# [WORK REQUIRED]
Report every line in the listing below that contains the string "roof", matching its case exactly.
====== PROVIDED MATERIAL
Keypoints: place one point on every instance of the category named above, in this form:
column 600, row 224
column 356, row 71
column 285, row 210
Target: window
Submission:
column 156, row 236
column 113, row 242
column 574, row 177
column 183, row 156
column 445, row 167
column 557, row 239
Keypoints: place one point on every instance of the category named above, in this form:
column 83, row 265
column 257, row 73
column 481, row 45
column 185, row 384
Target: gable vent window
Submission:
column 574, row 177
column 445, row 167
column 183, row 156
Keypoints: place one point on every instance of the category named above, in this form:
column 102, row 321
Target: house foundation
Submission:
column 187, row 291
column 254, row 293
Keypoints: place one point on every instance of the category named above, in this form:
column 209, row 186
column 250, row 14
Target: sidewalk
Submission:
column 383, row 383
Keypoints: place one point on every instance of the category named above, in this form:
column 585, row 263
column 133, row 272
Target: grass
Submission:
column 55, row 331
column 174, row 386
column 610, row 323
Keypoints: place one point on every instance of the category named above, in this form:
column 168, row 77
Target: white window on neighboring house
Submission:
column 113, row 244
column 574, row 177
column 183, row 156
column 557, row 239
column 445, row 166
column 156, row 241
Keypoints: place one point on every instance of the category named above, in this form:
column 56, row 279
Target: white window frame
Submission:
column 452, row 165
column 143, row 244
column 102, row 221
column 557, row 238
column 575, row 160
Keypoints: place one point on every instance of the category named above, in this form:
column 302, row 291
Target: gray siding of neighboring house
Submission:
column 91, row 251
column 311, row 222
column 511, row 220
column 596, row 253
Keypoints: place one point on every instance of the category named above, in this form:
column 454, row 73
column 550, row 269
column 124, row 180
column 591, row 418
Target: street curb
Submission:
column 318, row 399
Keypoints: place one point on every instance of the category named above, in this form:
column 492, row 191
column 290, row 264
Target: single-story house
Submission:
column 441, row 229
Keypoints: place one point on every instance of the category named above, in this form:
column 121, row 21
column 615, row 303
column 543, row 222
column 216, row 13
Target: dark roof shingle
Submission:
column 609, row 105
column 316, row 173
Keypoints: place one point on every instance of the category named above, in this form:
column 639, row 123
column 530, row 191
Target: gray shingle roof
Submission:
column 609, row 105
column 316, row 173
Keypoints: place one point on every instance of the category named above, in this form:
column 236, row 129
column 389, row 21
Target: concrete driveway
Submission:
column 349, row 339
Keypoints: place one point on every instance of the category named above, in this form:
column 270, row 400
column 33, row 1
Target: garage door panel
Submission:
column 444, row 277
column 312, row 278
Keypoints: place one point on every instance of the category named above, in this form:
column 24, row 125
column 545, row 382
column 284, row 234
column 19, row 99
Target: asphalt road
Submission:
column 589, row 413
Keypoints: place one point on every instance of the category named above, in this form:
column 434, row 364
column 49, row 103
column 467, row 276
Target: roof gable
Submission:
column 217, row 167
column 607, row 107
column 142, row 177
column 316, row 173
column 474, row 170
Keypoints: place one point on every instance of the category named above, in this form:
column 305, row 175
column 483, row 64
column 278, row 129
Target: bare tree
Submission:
============
# [OUTPUT FOR THIS TASK]
Target: dark roof shingle
Target: gray shingle roof
Target: roof gable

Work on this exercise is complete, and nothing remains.